Give every line back verbatim, dropping all images.
begin DATASET RECORDS
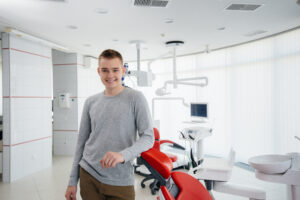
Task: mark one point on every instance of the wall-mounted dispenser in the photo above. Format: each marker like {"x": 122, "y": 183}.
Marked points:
{"x": 64, "y": 100}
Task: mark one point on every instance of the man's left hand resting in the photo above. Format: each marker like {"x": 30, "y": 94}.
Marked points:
{"x": 110, "y": 159}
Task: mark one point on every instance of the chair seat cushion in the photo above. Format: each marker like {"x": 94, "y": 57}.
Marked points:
{"x": 172, "y": 157}
{"x": 189, "y": 187}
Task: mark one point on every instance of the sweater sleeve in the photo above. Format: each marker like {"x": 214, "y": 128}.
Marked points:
{"x": 144, "y": 127}
{"x": 84, "y": 132}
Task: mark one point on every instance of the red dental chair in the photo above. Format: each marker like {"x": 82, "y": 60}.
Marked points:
{"x": 182, "y": 187}
{"x": 157, "y": 145}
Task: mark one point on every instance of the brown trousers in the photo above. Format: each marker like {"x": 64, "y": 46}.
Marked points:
{"x": 92, "y": 189}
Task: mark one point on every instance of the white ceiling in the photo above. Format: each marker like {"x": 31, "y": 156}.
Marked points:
{"x": 195, "y": 22}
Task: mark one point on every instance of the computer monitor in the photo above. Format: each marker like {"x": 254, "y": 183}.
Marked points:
{"x": 199, "y": 110}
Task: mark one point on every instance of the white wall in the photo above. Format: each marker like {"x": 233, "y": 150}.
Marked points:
{"x": 71, "y": 75}
{"x": 27, "y": 93}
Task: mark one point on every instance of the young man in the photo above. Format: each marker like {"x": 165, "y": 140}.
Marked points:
{"x": 107, "y": 141}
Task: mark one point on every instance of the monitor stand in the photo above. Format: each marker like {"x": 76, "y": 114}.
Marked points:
{"x": 199, "y": 121}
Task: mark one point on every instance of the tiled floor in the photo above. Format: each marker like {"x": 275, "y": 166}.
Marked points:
{"x": 50, "y": 184}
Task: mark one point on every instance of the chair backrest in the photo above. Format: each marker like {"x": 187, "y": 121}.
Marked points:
{"x": 157, "y": 139}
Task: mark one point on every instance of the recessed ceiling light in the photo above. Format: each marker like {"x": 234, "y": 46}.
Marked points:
{"x": 101, "y": 11}
{"x": 253, "y": 33}
{"x": 169, "y": 21}
{"x": 72, "y": 27}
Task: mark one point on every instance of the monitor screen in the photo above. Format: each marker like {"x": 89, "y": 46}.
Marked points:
{"x": 199, "y": 110}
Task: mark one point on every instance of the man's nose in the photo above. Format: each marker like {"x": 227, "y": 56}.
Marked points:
{"x": 110, "y": 73}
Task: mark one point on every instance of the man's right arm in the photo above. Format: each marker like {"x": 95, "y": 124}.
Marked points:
{"x": 84, "y": 133}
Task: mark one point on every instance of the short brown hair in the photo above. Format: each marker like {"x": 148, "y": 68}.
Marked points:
{"x": 110, "y": 54}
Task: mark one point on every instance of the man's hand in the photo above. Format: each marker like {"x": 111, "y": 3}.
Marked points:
{"x": 110, "y": 159}
{"x": 71, "y": 193}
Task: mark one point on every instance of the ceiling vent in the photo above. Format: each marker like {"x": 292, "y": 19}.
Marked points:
{"x": 59, "y": 1}
{"x": 257, "y": 32}
{"x": 243, "y": 7}
{"x": 151, "y": 3}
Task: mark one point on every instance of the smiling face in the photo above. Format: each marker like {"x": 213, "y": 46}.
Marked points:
{"x": 111, "y": 71}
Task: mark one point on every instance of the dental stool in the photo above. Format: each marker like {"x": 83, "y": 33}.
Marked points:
{"x": 173, "y": 185}
{"x": 157, "y": 145}
{"x": 216, "y": 173}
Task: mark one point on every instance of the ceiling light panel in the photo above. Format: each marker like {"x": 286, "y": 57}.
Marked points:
{"x": 151, "y": 3}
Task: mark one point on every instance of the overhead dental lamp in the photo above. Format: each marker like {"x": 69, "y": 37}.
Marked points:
{"x": 184, "y": 81}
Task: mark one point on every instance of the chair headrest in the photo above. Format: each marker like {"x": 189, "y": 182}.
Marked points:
{"x": 159, "y": 161}
{"x": 156, "y": 134}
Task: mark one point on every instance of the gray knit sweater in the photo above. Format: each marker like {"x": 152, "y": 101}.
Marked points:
{"x": 111, "y": 124}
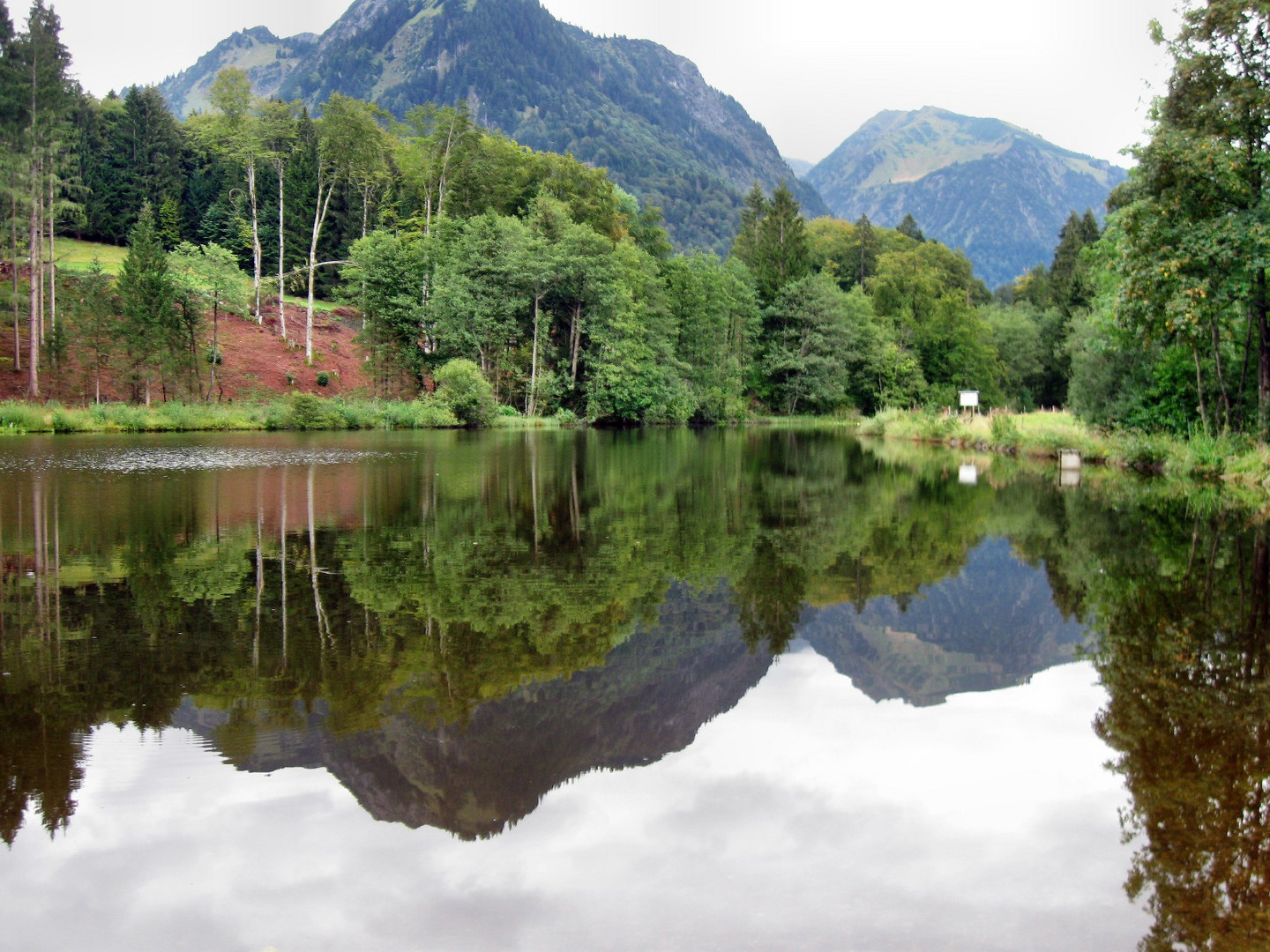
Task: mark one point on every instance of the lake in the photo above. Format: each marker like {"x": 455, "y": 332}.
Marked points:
{"x": 661, "y": 689}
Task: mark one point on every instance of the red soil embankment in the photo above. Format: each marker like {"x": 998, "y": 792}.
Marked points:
{"x": 256, "y": 362}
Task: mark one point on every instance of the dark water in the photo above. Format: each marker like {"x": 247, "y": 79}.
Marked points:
{"x": 640, "y": 691}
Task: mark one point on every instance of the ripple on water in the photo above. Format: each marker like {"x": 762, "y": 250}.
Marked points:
{"x": 185, "y": 458}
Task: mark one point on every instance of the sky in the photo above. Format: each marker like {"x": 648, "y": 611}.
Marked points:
{"x": 1080, "y": 72}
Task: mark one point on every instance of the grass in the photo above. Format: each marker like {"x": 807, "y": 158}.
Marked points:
{"x": 77, "y": 257}
{"x": 302, "y": 412}
{"x": 1195, "y": 457}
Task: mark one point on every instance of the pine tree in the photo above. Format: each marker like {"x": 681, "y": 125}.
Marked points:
{"x": 866, "y": 240}
{"x": 49, "y": 98}
{"x": 744, "y": 248}
{"x": 908, "y": 227}
{"x": 146, "y": 294}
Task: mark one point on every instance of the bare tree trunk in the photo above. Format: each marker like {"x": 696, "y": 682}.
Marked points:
{"x": 13, "y": 235}
{"x": 282, "y": 570}
{"x": 257, "y": 251}
{"x": 533, "y": 404}
{"x": 1223, "y": 391}
{"x": 323, "y": 623}
{"x": 1259, "y": 310}
{"x": 282, "y": 242}
{"x": 52, "y": 259}
{"x": 1199, "y": 387}
{"x": 36, "y": 282}
{"x": 576, "y": 338}
{"x": 319, "y": 219}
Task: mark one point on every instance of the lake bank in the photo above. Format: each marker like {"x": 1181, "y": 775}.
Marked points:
{"x": 1047, "y": 433}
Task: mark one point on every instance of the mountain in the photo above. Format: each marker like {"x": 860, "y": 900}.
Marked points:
{"x": 649, "y": 700}
{"x": 626, "y": 104}
{"x": 800, "y": 167}
{"x": 993, "y": 190}
{"x": 990, "y": 626}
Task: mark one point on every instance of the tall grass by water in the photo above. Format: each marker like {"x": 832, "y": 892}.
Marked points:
end DATASET RECORDS
■ COMPLETED TASK
Task: mark one point on every instance of the wall-mounted dispenser in the photo above. Format: each marker like {"x": 122, "y": 183}.
Marked points:
{"x": 64, "y": 100}
Task: mark one point on every instance of the man's left hand resting in the photo above. Format: each marker like {"x": 30, "y": 94}.
Marked points:
{"x": 110, "y": 159}
Task: mark one point on every instance of the chair seat cushion in the photo above. Format: each marker like {"x": 94, "y": 57}.
Marked points:
{"x": 172, "y": 157}
{"x": 189, "y": 187}
Task: mark one point on every instance of the sweater sleeve in the photo above. Format: each marker like {"x": 214, "y": 128}.
Marked points:
{"x": 144, "y": 127}
{"x": 84, "y": 132}
Task: mark one point on every instance of the red dental chair in the photo above. Format: each marker like {"x": 82, "y": 60}.
Marked points:
{"x": 182, "y": 187}
{"x": 157, "y": 145}
Task: mark one point on every instance of the brown trousers in the photo above. Format: each marker like {"x": 64, "y": 46}.
Marked points:
{"x": 92, "y": 189}
Task: mark one point on every instance of the white ceiling in the photo above. Format: each marker like {"x": 31, "y": 156}.
Marked points:
{"x": 195, "y": 22}
Task: mark one point on every instance of the computer monitor in the photo above. Format: each marker like {"x": 254, "y": 183}.
Marked points:
{"x": 199, "y": 110}
Task: mark one point on every instance of the white wall in the photo above. Format: each marker like {"x": 233, "y": 150}.
Marked points:
{"x": 71, "y": 75}
{"x": 27, "y": 93}
Task: mark one point on every instance of the young man in the photo above. Format: each marker like {"x": 165, "y": 140}.
Marked points:
{"x": 107, "y": 141}
Task: mark one point on every instance of the monitor stand in the photo above. Format: each marker like {"x": 76, "y": 114}.
Marked points:
{"x": 199, "y": 121}
Task: mark one point on every instance of the tiled floor in the photo above. Format: each marker like {"x": 275, "y": 166}.
Marked points:
{"x": 50, "y": 184}
Task: mark one point on every instance of the chair backrest in the photo above. Format: each marker like {"x": 187, "y": 121}.
Marked points:
{"x": 157, "y": 139}
Task: mark one point on every instance of the recessed ceiling light in the photo above. Format: each marker like {"x": 234, "y": 46}.
Marked points:
{"x": 101, "y": 11}
{"x": 253, "y": 33}
{"x": 169, "y": 21}
{"x": 72, "y": 27}
Task: mark one point on every instance of the monitor screen in the photo above. Format: each marker like {"x": 89, "y": 46}.
Marked points:
{"x": 199, "y": 110}
Task: mark one point on every instance of the man's nose in the photo above. Format: each marker like {"x": 227, "y": 56}.
Marked points:
{"x": 110, "y": 73}
Task: mark one point on every instance of the man's right arm in the photo above. Format: each marker like {"x": 95, "y": 124}.
Marked points:
{"x": 84, "y": 133}
Task: mark one point on every instance of the short brown hair in the photo above. Format: each marker like {"x": 148, "y": 68}.
Marked points:
{"x": 110, "y": 54}
Task: mark one point on every instance of the man's hand in the photo above. Format: each marker like {"x": 111, "y": 3}.
Marked points:
{"x": 110, "y": 159}
{"x": 71, "y": 193}
Task: mark one point on every instance of the ceiling vent in the photo above. Format: each marker like {"x": 292, "y": 19}.
Marked points:
{"x": 59, "y": 1}
{"x": 257, "y": 32}
{"x": 243, "y": 7}
{"x": 151, "y": 3}
Task: mark one point on every instance of the smiling face in the photo above. Format: each marker like {"x": 213, "y": 46}.
Marked points:
{"x": 111, "y": 71}
Task: mark one point on every instance of the dental stool in the photo above. Format: each marker like {"x": 83, "y": 33}.
Marked points:
{"x": 173, "y": 185}
{"x": 157, "y": 145}
{"x": 216, "y": 173}
Task: mark one point on every instance of the ceiling light panel in the photo above. Format: each marker like {"x": 286, "y": 57}.
Marked points:
{"x": 151, "y": 3}
Task: mark one point on every instance of the overhead dental lamp in the photo above. Format: each marker like {"x": 69, "y": 37}.
Marked points:
{"x": 184, "y": 81}
Task: mark one point on every instance of the chair headrest in the photo above. Format: each marker like {"x": 189, "y": 182}.
Marked points:
{"x": 159, "y": 161}
{"x": 156, "y": 134}
Task: mark one point on every instance of the gray knit sweater in the photo above. Format: each marker like {"x": 152, "y": 101}.
Marked points:
{"x": 111, "y": 124}
Task: mark one point on every instance of the lake in the photo above. Format: each marker like {"x": 455, "y": 332}.
Marked points:
{"x": 661, "y": 689}
Task: mark one point on every instance of the red soil embankment in the photo above. Format: each marker like {"x": 998, "y": 792}.
Marked points:
{"x": 256, "y": 362}
Task: mark one point on every instance of the dark water in the photo above. Format: each marker like {"x": 247, "y": 79}.
Marked points:
{"x": 640, "y": 691}
Task: mark one point on every instance of the ripple on water in the photo above. Format: each marker like {"x": 762, "y": 250}.
Marked points:
{"x": 185, "y": 458}
Task: mark one point on every instance of the sky in the photo above. Format: each marker like {"x": 648, "y": 611}.
Marked points:
{"x": 1080, "y": 72}
Task: mark one point on every instance of the grass in the photo above. Format: each marker like {"x": 807, "y": 158}.
Marked points:
{"x": 77, "y": 257}
{"x": 302, "y": 412}
{"x": 1195, "y": 457}
Task: mark one point on every instance of the pine tree in the photo above. Format: each marker like {"x": 681, "y": 125}.
Marked points:
{"x": 866, "y": 240}
{"x": 49, "y": 98}
{"x": 744, "y": 248}
{"x": 908, "y": 227}
{"x": 146, "y": 294}
Task: mark one point on every instance of the bare tree trunk in the photo above. Format: each marker like {"x": 696, "y": 682}.
Marked points:
{"x": 13, "y": 235}
{"x": 282, "y": 570}
{"x": 257, "y": 251}
{"x": 533, "y": 404}
{"x": 1223, "y": 391}
{"x": 323, "y": 623}
{"x": 1259, "y": 310}
{"x": 282, "y": 242}
{"x": 52, "y": 259}
{"x": 1199, "y": 387}
{"x": 36, "y": 282}
{"x": 576, "y": 338}
{"x": 319, "y": 219}
Task: mark one point on every instance of the lake bank in the photo above. Format: each marker like {"x": 1181, "y": 775}.
Marked points:
{"x": 1047, "y": 433}
Task: mark one point on every instance of the mountain in the photo above. Format: each marker like {"x": 860, "y": 900}.
Marked points:
{"x": 649, "y": 700}
{"x": 626, "y": 104}
{"x": 800, "y": 167}
{"x": 993, "y": 190}
{"x": 990, "y": 626}
Task: mark one point on every instance of the tall grass by water in the photo above. Format: each marker like {"x": 832, "y": 892}.
Marked points:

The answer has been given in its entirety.